**Excerpted records:**
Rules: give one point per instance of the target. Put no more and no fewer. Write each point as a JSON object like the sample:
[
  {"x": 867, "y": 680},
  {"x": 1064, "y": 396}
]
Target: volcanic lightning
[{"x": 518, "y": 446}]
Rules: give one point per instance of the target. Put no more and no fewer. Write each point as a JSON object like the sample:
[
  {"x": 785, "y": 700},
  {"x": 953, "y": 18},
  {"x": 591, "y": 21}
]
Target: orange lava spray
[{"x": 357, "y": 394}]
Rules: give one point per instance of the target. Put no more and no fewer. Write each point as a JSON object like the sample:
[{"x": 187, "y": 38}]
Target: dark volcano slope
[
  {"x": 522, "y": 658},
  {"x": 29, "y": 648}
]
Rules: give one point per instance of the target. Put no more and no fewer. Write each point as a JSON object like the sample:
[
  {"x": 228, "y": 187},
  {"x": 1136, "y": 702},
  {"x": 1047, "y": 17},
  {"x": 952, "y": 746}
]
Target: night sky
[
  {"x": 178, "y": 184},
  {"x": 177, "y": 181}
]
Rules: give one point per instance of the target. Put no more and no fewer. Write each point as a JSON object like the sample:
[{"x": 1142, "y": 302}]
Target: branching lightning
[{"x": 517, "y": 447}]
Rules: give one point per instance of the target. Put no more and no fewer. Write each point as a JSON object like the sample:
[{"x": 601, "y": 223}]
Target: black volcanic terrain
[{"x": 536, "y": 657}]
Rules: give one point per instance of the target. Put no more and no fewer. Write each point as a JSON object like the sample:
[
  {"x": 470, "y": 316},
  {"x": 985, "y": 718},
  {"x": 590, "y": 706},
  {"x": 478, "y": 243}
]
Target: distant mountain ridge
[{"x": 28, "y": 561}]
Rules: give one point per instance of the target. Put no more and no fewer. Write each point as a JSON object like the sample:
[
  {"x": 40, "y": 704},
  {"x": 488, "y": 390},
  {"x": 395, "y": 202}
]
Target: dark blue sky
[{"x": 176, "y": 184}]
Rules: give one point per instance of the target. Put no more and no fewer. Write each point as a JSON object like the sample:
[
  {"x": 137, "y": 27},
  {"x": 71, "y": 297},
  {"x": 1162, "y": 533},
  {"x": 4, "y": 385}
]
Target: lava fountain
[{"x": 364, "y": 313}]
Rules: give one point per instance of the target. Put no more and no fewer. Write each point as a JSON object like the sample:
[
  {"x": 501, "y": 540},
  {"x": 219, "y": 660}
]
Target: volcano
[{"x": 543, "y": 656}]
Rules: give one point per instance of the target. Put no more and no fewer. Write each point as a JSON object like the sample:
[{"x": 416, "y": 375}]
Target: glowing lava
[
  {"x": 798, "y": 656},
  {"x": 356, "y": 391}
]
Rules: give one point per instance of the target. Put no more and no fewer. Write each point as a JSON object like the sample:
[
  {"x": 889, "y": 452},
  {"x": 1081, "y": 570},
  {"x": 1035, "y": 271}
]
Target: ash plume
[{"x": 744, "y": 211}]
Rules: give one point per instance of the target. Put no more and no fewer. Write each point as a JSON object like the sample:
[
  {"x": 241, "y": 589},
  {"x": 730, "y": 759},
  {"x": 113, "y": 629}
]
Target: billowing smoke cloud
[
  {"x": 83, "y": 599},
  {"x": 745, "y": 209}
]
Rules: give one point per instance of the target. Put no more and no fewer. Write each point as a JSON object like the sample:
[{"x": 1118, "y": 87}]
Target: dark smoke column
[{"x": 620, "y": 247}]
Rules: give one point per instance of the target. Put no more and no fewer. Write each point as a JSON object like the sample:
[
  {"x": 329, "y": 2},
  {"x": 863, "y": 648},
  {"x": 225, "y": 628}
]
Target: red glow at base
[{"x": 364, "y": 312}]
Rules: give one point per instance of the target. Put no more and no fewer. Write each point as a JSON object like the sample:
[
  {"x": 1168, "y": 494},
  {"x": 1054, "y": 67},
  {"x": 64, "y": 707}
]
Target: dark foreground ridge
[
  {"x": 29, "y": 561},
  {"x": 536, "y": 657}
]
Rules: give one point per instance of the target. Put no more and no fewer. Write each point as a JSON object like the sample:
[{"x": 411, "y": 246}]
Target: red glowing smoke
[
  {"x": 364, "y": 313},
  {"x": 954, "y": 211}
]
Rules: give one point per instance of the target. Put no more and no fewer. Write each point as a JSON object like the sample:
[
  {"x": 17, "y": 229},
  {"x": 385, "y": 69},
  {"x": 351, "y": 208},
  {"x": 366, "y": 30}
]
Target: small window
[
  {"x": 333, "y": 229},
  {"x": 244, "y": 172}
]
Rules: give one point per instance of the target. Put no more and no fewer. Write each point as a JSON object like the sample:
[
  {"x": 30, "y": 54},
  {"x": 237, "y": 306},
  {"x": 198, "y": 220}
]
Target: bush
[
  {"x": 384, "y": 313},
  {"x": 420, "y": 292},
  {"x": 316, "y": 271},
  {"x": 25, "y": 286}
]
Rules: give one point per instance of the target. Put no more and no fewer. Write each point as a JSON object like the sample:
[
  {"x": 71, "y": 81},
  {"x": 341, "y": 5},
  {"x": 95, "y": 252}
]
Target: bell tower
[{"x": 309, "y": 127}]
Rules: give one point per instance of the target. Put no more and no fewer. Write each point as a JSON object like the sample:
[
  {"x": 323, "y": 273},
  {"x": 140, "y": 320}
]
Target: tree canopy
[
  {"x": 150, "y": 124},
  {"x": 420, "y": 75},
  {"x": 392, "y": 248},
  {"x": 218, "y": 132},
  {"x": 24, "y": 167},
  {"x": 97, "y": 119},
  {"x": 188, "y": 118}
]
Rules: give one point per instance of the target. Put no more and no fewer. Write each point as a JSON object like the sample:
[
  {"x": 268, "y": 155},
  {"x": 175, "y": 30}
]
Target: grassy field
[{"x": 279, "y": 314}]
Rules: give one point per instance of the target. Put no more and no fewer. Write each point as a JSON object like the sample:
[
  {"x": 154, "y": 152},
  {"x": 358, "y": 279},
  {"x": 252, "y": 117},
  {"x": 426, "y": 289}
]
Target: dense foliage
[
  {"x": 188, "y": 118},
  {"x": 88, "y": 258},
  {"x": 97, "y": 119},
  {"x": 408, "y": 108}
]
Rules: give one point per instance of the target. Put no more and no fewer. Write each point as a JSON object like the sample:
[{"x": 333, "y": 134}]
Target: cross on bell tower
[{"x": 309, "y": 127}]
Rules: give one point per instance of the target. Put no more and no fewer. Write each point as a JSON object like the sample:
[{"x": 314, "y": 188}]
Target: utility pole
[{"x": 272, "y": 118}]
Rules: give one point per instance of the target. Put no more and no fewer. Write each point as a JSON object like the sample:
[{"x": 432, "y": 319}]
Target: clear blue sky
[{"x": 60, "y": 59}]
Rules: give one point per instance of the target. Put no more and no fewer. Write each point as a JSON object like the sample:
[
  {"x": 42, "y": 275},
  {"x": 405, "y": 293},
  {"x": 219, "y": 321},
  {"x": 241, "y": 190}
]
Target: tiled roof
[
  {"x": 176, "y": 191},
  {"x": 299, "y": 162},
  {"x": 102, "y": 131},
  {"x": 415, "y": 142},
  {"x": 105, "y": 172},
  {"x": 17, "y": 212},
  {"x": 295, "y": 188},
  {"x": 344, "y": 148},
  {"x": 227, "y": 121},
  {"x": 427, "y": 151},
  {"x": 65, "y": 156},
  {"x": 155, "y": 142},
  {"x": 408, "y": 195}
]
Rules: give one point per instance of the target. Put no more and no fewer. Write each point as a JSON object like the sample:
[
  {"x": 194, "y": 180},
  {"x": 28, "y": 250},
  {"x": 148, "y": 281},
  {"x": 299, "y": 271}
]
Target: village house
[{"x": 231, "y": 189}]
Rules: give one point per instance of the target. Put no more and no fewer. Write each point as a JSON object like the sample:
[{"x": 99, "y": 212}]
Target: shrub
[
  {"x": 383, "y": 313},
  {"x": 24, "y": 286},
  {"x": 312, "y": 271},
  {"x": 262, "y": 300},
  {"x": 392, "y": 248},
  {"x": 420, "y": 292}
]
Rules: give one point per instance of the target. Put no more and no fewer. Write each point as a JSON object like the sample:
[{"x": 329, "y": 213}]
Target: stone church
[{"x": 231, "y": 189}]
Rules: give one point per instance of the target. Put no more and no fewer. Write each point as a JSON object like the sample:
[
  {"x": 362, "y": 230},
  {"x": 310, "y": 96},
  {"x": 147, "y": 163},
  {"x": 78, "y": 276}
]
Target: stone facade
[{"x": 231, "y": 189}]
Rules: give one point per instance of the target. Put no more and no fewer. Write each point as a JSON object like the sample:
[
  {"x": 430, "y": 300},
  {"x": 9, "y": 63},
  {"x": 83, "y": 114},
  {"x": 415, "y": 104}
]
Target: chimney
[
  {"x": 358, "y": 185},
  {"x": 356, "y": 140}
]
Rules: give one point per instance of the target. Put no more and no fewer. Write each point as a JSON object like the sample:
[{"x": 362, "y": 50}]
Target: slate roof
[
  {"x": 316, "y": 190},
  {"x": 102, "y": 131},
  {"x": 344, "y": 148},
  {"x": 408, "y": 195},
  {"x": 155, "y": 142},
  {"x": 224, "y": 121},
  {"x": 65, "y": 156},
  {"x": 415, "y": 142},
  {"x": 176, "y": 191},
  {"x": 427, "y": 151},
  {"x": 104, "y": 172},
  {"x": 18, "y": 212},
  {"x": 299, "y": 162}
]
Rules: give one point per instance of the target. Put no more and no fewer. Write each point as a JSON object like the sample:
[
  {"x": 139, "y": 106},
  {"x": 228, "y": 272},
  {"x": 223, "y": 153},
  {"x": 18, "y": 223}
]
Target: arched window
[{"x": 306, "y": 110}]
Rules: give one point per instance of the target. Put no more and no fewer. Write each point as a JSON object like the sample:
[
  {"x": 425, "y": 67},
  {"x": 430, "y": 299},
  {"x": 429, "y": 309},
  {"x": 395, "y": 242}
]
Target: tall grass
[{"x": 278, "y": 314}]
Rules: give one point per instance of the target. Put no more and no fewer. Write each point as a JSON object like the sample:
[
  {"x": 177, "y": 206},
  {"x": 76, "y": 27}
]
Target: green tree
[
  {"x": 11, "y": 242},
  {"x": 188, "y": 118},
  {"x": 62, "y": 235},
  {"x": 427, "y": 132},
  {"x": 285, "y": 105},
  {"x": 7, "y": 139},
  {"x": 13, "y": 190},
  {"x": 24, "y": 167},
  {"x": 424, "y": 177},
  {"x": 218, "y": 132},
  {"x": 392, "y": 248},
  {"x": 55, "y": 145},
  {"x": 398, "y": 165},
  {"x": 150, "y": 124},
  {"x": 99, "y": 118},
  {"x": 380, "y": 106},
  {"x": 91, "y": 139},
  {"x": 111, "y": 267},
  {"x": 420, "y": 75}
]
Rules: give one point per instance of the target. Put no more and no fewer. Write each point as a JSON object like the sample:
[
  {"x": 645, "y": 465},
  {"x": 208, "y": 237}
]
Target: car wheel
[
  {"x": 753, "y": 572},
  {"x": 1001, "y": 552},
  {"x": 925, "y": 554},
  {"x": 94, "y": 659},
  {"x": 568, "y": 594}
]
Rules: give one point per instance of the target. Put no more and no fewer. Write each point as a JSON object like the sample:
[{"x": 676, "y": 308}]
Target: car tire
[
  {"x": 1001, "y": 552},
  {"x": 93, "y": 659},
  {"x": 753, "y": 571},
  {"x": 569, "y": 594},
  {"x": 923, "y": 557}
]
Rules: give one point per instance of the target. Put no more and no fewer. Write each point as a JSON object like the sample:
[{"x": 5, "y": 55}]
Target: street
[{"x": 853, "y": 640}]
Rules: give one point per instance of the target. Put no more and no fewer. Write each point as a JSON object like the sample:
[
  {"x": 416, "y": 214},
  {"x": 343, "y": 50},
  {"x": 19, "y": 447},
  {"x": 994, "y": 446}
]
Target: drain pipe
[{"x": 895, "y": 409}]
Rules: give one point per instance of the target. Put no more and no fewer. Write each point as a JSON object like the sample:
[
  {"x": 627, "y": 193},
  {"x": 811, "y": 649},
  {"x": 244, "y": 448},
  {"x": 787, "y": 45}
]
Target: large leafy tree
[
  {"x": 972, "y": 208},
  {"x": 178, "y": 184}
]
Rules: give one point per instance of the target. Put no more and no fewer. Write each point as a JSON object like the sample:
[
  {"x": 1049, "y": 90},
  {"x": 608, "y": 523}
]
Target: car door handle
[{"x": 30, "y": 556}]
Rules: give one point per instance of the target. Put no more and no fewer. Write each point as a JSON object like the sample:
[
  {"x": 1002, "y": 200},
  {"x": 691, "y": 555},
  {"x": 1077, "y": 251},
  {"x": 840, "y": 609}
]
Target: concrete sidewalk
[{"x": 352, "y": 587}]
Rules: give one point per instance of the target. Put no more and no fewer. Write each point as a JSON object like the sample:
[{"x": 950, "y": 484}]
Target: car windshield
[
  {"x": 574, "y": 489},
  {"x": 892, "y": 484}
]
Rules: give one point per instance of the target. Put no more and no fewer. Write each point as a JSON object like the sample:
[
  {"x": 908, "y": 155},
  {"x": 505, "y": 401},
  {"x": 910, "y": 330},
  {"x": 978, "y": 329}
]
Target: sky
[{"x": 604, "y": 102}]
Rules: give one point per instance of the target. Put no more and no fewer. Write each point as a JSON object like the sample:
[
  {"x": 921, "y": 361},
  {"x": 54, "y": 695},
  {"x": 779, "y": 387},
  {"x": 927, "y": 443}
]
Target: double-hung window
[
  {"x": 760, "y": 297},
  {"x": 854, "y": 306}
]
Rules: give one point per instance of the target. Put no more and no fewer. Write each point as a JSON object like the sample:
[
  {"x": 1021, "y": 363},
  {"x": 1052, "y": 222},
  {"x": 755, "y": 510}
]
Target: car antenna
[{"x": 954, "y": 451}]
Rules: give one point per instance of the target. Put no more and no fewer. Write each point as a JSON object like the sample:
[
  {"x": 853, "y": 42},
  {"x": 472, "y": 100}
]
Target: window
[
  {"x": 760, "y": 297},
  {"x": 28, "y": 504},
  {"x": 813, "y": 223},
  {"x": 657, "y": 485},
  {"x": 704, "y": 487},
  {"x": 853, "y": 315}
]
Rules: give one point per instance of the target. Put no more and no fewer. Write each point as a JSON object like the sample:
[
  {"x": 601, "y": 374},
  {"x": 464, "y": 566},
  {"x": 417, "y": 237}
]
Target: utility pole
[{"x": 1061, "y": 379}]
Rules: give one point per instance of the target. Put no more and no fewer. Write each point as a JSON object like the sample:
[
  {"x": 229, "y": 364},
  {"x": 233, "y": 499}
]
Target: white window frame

**Requirements:** Identify every line in the entries that contains the string "lightning" (case counts) and copy each one out.

**Expected answer:**
Target: volcanic lightning
Target: branching lightning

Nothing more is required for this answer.